BEGIN Provided material

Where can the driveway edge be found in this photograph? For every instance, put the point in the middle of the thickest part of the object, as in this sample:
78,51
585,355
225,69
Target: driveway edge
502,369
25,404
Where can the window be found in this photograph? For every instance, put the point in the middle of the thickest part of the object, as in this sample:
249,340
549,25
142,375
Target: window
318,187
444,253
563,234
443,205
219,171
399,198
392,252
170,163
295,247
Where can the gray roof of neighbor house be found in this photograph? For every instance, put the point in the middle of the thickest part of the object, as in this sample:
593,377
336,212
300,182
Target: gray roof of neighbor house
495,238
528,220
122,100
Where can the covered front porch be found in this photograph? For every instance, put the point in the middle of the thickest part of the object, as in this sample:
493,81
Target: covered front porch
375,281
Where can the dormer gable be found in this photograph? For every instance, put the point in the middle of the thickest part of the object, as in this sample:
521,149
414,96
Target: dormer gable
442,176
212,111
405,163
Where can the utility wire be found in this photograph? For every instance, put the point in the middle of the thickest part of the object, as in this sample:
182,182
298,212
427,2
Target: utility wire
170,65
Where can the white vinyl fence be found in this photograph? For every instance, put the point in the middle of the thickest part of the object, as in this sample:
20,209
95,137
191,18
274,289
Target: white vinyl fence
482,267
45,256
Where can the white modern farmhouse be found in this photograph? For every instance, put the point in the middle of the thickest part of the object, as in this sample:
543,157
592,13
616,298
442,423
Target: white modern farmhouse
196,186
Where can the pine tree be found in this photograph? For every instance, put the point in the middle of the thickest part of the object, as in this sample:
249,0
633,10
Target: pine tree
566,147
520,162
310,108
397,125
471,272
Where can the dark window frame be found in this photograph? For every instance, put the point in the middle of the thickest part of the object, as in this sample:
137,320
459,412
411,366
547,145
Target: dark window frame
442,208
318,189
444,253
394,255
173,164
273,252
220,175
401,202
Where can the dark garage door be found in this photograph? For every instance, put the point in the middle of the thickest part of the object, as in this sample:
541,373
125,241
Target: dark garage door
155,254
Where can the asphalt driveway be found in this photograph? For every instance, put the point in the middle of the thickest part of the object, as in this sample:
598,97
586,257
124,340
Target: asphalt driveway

END Provided material

#### [What you should do]
Filter the listing above down to the lines that contain the word "asphalt".

#### [Task result]
Where can the asphalt driveway be found in this photograph? For every instance, put the point in the middle of the thickest part of the object, as in this sample:
Target: asphalt driveway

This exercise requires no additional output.